■ **The problem**: For each statement about the malaria passage below, answer yes or no, and quote the words of the passage that decide it: (a) The World Health Organisation sponsored the meeting. (b) Malaria cases rose across the sub-continent last year. (c) Heavy rains are expected to awaken dormant mosquitoes.

START Quoted passage

Spring rains will bring swarms of hungry mosquitoes carrying a disease as devastating as Aids – malaria.
An old killer is expected to return with a vengeance in the next few months and could claim even more lives in Southern Africa than the Aids epidemic.
According to medical experts, the heavy rains the drought-ridden region is praying for would awaken hordes of dormant mosquitoes that are expected to carry the malaria parasite far and wide.
This spectre was raised by the region’s health ministers and private health industry representatives at the recently concluded Southern Africa Malaria Control Conference in Swaziland.
The World Health Organisation (WHO) sponsored the yearly meeting. Swaziland, South Africa and Botswana have gone far to contain malaria, and the sub-continent experienced a significant decline in cases last year. But the health experts fear that is about to change.

END Quoted passage
START Extracted entries

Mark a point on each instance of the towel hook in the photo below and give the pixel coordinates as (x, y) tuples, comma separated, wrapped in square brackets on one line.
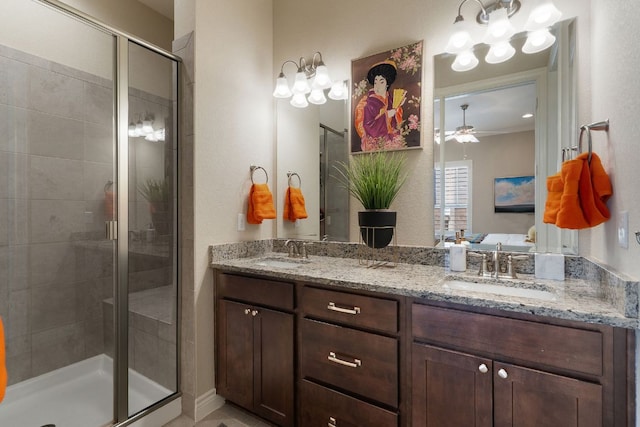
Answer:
[(253, 168), (603, 125), (291, 175)]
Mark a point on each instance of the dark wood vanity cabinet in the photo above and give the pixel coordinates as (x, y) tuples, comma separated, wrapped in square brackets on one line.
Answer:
[(314, 355), (483, 370), (349, 359), (255, 345)]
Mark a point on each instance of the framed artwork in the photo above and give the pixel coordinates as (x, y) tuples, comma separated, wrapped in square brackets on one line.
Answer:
[(516, 194), (385, 104)]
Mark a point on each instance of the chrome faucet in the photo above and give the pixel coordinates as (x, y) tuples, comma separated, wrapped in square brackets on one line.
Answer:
[(293, 248), (297, 249), (496, 260)]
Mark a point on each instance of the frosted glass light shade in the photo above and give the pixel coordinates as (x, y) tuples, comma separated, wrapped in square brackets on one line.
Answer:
[(465, 61), (500, 28), (282, 88), (543, 15), (538, 40), (138, 129), (338, 91), (301, 85), (147, 128), (461, 39), (500, 52), (299, 101), (317, 97), (322, 79)]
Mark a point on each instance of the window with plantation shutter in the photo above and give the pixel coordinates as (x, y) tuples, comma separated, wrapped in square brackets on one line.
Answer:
[(457, 197)]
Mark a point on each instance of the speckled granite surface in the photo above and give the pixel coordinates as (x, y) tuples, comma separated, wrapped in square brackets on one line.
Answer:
[(590, 292)]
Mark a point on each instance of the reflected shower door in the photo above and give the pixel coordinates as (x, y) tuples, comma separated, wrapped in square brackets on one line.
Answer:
[(152, 257), (56, 192)]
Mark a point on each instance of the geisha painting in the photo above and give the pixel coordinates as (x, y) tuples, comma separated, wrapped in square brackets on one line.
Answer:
[(386, 100)]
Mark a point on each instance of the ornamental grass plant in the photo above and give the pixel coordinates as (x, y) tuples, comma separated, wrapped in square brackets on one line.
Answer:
[(373, 178)]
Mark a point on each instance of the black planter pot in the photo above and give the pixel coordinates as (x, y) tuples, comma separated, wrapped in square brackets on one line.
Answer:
[(376, 227)]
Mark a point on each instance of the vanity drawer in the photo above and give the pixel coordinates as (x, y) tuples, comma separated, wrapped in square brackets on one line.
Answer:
[(351, 309), (566, 348), (322, 407), (360, 362), (270, 293)]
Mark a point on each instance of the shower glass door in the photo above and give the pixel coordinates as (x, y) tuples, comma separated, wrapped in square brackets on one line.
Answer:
[(152, 256), (56, 192)]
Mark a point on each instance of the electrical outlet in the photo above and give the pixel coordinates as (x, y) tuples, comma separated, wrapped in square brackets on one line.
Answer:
[(242, 224), (623, 229)]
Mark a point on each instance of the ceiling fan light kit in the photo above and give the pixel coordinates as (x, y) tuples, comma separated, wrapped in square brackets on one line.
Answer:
[(464, 133), (496, 16)]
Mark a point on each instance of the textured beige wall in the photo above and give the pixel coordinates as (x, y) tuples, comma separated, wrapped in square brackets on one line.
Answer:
[(233, 130), (130, 16), (615, 93)]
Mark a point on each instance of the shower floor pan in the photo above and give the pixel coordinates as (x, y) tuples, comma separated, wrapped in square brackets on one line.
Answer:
[(78, 395)]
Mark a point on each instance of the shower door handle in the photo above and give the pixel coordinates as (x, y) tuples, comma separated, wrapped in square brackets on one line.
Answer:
[(111, 230)]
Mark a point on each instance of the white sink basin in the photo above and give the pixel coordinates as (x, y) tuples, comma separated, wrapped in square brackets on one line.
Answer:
[(499, 289), (280, 262)]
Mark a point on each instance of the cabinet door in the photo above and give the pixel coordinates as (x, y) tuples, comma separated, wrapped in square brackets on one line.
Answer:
[(235, 353), (273, 366), (450, 389), (530, 398)]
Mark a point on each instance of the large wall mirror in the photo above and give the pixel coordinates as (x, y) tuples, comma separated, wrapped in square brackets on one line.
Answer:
[(310, 141), (499, 132)]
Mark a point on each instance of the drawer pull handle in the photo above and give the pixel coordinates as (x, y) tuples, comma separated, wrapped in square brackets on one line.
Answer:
[(333, 358), (332, 306)]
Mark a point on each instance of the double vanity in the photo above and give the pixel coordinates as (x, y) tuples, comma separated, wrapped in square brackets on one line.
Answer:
[(329, 341)]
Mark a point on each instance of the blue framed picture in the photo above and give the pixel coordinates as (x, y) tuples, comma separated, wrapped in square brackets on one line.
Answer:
[(515, 194)]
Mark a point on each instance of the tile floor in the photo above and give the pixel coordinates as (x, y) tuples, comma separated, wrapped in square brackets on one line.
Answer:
[(228, 415)]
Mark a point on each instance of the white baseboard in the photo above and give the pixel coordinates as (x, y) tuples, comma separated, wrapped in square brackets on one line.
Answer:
[(207, 403)]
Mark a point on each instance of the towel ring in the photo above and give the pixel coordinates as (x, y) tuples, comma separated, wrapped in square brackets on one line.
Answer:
[(255, 168), (291, 175), (603, 125)]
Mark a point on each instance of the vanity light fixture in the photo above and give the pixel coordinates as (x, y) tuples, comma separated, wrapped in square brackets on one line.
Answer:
[(144, 129), (500, 30), (315, 70)]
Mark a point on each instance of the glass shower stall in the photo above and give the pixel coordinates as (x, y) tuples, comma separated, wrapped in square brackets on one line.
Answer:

END Extracted entries

■ **Written solution**:
(a) Yes: "The World Health Organisation (WHO) sponsored the yearly meeting."
(b) No: "the sub-continent experienced a significant decline in cases last year."
(c) Yes: "would awaken hordes of dormant mosquitoes"